● What you are asked to do:
Reproduce without any change the lines of the records below, from the line that contains "[output] one dot per instance, form <point>584,341</point>." through the line that contains "<point>155,348</point>", including both of those lines.

Named object pointing entries:
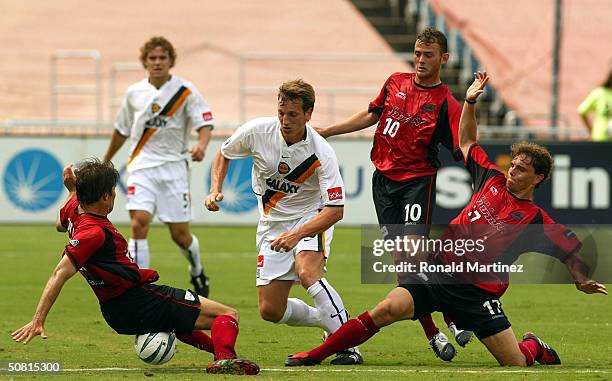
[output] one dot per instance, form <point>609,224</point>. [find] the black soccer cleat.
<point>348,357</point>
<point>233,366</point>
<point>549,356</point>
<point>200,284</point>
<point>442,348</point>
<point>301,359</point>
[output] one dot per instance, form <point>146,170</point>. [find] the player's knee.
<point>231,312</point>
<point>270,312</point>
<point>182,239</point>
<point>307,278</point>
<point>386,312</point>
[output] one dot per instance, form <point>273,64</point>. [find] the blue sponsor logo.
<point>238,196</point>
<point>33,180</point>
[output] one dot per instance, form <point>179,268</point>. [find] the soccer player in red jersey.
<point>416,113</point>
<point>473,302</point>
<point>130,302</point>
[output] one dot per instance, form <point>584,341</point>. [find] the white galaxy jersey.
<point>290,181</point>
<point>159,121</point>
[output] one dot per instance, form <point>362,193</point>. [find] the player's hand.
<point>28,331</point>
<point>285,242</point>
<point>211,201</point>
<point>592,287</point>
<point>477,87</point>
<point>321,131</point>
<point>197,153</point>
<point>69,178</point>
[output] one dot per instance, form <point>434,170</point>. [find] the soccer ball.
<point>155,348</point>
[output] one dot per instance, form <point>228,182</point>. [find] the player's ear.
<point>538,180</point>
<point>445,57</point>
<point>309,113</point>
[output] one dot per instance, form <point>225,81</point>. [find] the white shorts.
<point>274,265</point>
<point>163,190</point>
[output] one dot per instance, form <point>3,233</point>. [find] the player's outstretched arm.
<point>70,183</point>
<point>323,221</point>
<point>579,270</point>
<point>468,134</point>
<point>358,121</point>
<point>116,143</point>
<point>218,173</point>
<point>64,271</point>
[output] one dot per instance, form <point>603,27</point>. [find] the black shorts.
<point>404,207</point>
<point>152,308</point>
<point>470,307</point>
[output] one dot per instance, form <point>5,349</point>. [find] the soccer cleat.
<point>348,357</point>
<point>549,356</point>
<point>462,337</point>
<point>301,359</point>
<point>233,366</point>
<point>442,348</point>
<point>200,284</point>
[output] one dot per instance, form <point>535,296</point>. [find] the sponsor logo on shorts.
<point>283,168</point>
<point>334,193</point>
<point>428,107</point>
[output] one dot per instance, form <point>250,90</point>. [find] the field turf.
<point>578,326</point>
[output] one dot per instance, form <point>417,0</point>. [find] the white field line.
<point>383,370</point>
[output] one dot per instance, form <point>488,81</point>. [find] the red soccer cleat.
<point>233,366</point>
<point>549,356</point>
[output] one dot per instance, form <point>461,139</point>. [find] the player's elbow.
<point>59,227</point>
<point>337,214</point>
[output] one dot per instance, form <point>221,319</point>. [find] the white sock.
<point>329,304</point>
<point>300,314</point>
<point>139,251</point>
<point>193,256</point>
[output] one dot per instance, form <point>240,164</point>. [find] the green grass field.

* * *

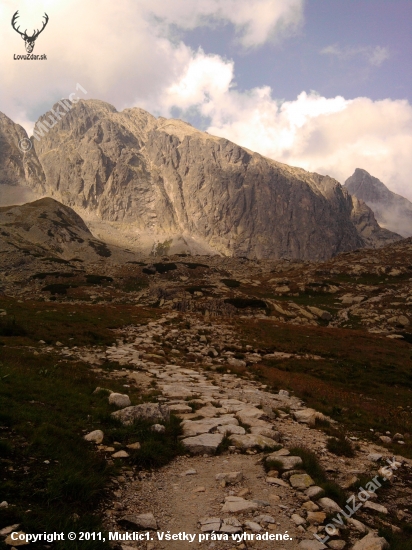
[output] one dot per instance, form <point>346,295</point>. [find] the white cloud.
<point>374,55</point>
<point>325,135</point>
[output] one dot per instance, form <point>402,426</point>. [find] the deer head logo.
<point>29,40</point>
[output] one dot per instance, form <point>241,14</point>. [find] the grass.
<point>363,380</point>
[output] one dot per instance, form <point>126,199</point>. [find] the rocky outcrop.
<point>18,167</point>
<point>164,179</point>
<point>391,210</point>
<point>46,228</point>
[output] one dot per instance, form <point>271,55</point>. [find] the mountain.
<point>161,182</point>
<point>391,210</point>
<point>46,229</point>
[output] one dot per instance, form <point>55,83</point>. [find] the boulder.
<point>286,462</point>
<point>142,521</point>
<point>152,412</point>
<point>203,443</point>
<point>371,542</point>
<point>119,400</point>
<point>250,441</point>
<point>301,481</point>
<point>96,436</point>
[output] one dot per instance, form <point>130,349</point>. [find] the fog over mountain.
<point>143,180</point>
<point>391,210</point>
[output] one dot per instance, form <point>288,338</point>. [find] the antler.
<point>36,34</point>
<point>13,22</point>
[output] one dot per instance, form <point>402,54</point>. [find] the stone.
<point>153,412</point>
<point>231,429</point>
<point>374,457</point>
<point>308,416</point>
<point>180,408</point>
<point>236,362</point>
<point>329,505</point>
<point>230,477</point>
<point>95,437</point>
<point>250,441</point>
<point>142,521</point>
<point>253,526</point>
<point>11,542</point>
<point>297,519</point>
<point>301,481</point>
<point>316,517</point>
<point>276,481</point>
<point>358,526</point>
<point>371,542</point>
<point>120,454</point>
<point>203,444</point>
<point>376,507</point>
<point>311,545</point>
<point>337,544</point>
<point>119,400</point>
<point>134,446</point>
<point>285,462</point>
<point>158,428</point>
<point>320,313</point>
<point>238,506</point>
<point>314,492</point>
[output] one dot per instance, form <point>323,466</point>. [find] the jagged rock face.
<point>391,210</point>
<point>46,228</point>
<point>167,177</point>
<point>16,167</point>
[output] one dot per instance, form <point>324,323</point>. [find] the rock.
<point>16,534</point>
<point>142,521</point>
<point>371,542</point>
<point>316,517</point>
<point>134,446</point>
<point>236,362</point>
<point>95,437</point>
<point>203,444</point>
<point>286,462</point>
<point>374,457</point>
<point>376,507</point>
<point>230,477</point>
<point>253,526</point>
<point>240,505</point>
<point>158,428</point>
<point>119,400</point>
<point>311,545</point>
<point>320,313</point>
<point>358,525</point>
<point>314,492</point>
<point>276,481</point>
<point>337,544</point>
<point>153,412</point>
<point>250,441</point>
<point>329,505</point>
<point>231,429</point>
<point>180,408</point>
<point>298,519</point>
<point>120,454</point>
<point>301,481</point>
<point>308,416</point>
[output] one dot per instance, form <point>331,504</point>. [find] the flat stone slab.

● Task response:
[output] one dot per instance, form <point>584,341</point>. [find] the white galaxy jersey.
<point>290,181</point>
<point>159,121</point>
[output] one dot per instance, form <point>362,193</point>. [find] the player's hand.
<point>28,331</point>
<point>285,242</point>
<point>211,201</point>
<point>592,287</point>
<point>477,87</point>
<point>321,131</point>
<point>197,153</point>
<point>69,178</point>
[output] one dot per instance, form <point>434,170</point>. [find] the soccer ball.
<point>155,348</point>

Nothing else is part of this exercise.